* Article
Albania may have slipped out of the Western media spotlight, but the protests have continued to gather momentum. Recent visitors to Albania say the atmosphere is tense, with patience for Rama’s vested interests reaching a boiling point. Today, Albanians talk not about Kushner or even the United States, but about the “Flamingo Revolution,” their version of the color revolutions that liberated many Eastern European countries from dictatorship.

Of course, Albania is not a communist country and, if you ask the US State Department, it is a thriving democracy. But that is not what Albanians say. With the fall of the Iron Curtain, Albanians embraced democracy with enthusiasm. Albania became the most pro-American country in Europe, if not the whole world.

Then the US State Department and USAID got involved. They helped create the Special Structure Against Corruption and Organized Crime (SPAK). To understand what happened next, imagine if Chicago mobster Al Capone had taken control of the FBI before it had a chance to destroy him and the Chicago mafia in the 1930s. Rama, the leader of the Socialist Party, hijacked SPAK and used it to crack down on anyone who threatened his power: former Prime Minister Sali Berisha, former Deputy Prime Minister Arben Ahmetaj, Tirana Mayor Erion Veliaj, and many others.

There was never any talk of clean governance. While SPAK cracked down on anyone who asked Rama tough questions, Rama deepened his involvement in real estate projects and apparent money-laundering schemes with drug cartels. The mechanism was his decision to legalize cannabis cultivation. As marijuana plantations began to flourish, so did cocaine trafficking from Latin America and West Africa, as well as opium trafficking from Afghanistan and Turkey. The Italian coast guard regularly intercepts cocaine shipments entering Albania; ironically, Rama’s coast guard does not.

* Work instructions
A – In the article on Albania's protests, what name do Albanians give to their version of the color revolutions?
B – Carry on the article about Albania's protests, picking up after its last sentence.
The items after this line are not needed.

(Entries taken from a collection)

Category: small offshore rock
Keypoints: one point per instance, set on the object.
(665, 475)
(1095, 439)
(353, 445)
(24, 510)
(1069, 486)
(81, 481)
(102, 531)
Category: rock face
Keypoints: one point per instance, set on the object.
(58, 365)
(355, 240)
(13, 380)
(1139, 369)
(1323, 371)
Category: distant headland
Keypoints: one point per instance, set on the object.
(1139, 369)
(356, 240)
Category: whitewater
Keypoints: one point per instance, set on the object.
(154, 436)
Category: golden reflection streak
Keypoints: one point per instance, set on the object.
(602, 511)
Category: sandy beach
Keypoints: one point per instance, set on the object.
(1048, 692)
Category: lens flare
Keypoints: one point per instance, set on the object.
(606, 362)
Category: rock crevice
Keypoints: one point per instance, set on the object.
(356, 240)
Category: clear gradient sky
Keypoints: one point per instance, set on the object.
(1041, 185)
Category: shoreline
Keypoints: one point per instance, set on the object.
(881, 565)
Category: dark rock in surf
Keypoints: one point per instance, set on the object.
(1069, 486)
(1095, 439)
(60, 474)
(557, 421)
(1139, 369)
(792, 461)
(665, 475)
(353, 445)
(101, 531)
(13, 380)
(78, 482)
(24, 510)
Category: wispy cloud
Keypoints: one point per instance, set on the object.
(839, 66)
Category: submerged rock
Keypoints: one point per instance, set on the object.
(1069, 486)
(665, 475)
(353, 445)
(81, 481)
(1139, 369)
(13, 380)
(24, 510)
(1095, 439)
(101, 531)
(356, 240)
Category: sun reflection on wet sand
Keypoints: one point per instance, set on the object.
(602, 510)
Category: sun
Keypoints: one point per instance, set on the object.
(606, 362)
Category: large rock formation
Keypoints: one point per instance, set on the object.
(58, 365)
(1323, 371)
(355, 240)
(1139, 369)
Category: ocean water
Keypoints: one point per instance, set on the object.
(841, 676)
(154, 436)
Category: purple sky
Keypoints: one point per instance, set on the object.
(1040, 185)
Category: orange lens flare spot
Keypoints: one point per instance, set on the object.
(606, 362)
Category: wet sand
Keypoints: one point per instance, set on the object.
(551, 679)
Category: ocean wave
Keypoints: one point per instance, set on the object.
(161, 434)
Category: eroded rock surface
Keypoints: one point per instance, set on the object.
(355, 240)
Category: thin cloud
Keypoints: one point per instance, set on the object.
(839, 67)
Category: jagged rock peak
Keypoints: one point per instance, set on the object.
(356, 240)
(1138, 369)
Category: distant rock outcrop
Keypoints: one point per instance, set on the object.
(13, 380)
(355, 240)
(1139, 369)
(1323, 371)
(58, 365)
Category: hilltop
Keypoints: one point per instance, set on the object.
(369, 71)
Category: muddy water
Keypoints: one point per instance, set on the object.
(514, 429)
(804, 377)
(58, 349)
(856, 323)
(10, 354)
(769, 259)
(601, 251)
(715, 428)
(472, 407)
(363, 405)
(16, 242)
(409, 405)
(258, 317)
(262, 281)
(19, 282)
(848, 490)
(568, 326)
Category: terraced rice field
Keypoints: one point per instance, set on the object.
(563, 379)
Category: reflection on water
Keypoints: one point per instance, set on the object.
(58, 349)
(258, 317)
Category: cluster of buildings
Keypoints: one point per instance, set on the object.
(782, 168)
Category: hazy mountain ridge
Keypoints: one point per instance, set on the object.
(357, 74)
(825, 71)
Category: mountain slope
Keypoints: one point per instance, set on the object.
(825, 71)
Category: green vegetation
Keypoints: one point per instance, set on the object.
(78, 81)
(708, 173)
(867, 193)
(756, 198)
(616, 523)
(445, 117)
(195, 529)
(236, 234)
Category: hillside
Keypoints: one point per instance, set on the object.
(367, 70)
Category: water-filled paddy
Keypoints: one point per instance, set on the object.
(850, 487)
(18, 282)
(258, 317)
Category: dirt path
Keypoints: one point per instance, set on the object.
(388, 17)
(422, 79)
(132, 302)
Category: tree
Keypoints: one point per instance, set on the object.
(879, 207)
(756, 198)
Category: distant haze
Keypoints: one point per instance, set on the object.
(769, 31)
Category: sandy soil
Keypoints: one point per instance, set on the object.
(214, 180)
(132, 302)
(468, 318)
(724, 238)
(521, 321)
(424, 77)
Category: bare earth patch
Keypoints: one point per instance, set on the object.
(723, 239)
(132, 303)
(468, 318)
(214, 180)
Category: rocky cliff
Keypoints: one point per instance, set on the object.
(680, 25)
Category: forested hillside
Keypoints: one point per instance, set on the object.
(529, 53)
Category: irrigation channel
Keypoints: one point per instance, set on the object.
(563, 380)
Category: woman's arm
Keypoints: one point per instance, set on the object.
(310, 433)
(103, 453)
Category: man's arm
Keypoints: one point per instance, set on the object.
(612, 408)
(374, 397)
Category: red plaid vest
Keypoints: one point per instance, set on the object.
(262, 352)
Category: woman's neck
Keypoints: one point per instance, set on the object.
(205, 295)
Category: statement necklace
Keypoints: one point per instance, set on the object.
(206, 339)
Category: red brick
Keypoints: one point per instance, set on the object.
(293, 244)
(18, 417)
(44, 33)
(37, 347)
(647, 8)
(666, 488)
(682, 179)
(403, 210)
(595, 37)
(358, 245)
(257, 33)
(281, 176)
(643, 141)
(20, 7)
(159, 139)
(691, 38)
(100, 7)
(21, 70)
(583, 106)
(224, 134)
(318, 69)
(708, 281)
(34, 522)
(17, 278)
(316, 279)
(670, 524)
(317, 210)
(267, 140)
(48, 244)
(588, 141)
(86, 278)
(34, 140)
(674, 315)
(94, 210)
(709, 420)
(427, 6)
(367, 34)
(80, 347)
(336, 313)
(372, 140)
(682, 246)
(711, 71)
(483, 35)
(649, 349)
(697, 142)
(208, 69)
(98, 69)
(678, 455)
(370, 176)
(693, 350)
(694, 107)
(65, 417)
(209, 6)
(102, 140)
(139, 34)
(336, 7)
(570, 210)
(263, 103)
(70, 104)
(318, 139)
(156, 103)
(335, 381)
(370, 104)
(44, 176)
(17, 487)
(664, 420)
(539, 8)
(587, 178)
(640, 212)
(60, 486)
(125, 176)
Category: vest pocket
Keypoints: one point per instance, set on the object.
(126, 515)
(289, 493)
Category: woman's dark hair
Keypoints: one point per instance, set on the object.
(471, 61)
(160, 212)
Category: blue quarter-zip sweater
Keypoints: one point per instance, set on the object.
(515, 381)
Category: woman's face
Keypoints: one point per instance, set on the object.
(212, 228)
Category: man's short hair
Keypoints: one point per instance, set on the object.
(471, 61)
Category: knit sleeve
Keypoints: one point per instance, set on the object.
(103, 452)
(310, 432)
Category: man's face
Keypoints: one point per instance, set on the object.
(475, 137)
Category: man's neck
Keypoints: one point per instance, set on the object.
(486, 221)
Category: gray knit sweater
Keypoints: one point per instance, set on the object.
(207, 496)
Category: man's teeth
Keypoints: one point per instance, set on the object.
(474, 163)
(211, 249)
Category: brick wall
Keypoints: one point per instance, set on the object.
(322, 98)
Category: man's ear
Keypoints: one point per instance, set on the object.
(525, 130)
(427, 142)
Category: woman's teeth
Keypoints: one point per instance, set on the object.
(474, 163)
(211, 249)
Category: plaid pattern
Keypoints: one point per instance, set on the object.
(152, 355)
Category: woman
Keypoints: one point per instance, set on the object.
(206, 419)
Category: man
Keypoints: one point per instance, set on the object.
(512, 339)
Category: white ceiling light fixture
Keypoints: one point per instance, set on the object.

* Answers for this exercise
A – The "Flamingo Revolution."

B –
Meanwhile, Rama has openly followed the path of Turkish President Recep Tayyip Erdogan. It was no coincidence. A former Rama aide who was present at the meeting between the two leaders said that Erdogan gave Rama a crash course in how to destroy a democratic system by cracking down on opponents and cultivating relationships with American diplomats. Erdogan consolidated power by taking control of the tax audit authority, the Turkish equivalent of SPAK. He made former American diplomats and attachés business partners or gave them donations to support their new roles at think tanks. Rama appears to be doing the same. Like Erdogan, Rama hands out favors in the form of concessions and real estate development projects.

Trump's critics describe him as the opposite of King Midas, where everything he touches turns to lead. (King Midas is a mythological character known for his magical ability to turn anything into gold.)

In foreign policy, however, their Trump-obsession syndrome can be just as destructive. In the case of Albania, the desire to blame everything on Kushner blinds politicians to deeper problems, which include the misuse of American resources, the rise of organized crime and drug trafficking under Rama's regime, as well as questions about the responsibility of several former American ambassadors who fully supported Rama. /Adapted from "Washington Examiner"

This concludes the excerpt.